-- GIVEN PASSAGE follows --

The many benefits of cognitive behavioral therapy are widely lauded among both mental health professionals and the clients who have benefited from its introduction into their lives. In particular, those experiencing symptoms of depression are likely to gain a great deal of personal empowerment and inspiration from undergoing a course of cognitive behavioral therapy, achieving a greater understanding of themselves and the world at large through examining thoughts and behaviors. Unfortunately, access to this form of treatment as well as psychotherapy at large is significantly limited in many parts of the world, and those who may stand to benefit most from CBT are often unable to find a practitioner or to afford treatment.
Explorations in the viability of online delivery of CBT have been underway for quite some time, and more advanced and precise investigations are being made into the possibility of reaching out to those without reasonable access to mental health care through the utility of the Internet. Recently, a team of researchers in the United Kingdom set out to discover whether CBT delivered in real time by a qualified therapist was capable of showing promise for recovery in those with feelings of depression. After an eight month follow-up with clients who were diagnosed with depression and participated either in general health care or an online CBT program, the researchers found that those involved with cognitive behavioral therapy showed a recovery rate of nearly 50%, about double the rate of the control group.
The precise delivery method of the therapy may play a major role in its success; while other studies have been performed on the potential of online therapies to be effective, some have involved computerized “therapists” or have provided human therapists on a delayed basis, such as over email. The researchers and contributors note that while mental health professionals may not favorably envision therapy “call centers” or other futuristic ideas for easy-access, long-distance therapy, such realities may be approaching.

-- GIVEN PASSAGE concluded --

DIRECTIONS FOR THIS TASK: In the passage on online cognitive behavioral therapy, start at "The precise delivery" and end after "may be approaching.". Reproduce that portion, substituting "mode of delivery" for "delivery method".

-- DATA TO EXAMINE follows --

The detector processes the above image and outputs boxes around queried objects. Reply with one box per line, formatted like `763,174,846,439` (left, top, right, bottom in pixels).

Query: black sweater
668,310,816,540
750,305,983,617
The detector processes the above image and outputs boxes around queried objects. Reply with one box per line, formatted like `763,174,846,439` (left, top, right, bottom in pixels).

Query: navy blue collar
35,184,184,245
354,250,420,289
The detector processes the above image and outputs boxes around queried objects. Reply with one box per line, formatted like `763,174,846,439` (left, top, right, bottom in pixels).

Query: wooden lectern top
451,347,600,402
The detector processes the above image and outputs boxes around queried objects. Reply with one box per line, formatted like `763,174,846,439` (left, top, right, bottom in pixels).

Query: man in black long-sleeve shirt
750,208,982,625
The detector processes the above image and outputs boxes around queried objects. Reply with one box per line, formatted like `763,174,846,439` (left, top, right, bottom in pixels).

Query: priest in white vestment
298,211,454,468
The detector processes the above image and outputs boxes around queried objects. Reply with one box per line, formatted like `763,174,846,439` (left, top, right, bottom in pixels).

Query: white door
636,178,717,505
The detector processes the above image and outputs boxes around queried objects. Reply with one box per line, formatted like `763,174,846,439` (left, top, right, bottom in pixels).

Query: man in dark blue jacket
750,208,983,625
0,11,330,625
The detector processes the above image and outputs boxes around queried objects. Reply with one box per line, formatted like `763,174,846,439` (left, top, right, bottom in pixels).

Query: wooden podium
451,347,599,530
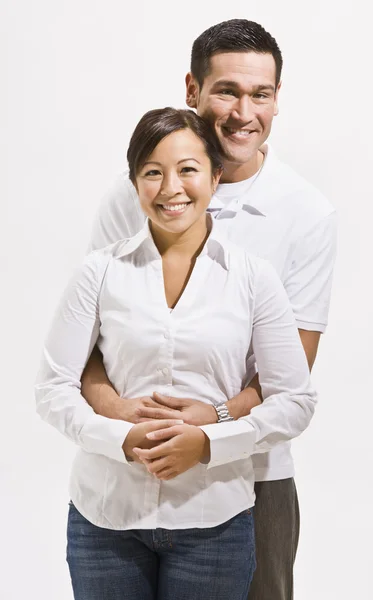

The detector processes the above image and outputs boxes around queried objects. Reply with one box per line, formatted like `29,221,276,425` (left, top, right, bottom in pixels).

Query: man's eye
145,169,161,177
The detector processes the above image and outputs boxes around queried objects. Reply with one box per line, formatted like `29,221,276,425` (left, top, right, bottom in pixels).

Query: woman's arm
35,252,133,463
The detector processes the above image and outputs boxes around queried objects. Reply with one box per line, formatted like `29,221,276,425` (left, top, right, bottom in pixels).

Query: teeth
163,203,188,211
226,127,250,137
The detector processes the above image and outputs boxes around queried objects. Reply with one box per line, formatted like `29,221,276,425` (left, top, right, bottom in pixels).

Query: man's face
186,52,279,178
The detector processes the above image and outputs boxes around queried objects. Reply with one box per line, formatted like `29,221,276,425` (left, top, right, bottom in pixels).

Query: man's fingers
146,425,182,441
155,467,178,481
136,407,182,420
153,392,183,409
133,441,171,460
144,419,184,432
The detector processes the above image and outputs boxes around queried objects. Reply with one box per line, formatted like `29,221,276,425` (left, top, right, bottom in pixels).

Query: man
82,19,336,600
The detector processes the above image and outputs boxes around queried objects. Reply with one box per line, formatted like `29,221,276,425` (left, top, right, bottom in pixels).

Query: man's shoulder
266,152,335,221
102,172,138,211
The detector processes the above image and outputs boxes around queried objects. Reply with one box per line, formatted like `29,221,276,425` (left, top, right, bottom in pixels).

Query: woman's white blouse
36,223,316,529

-- DATA TO EXAMINE concluded --

EXERCISE OUTPUT:
The precise mode of delivery of the therapy may play a major role in its success; while other studies have been performed on the potential of online therapies to be effective, some have involved computerized “therapists” or have provided human therapists on a delayed basis, such as over email. The researchers and contributors note that while mental health professionals may not favorably envision therapy “call centers” or other futuristic ideas for easy-access, long-distance therapy, such realities may be approaching.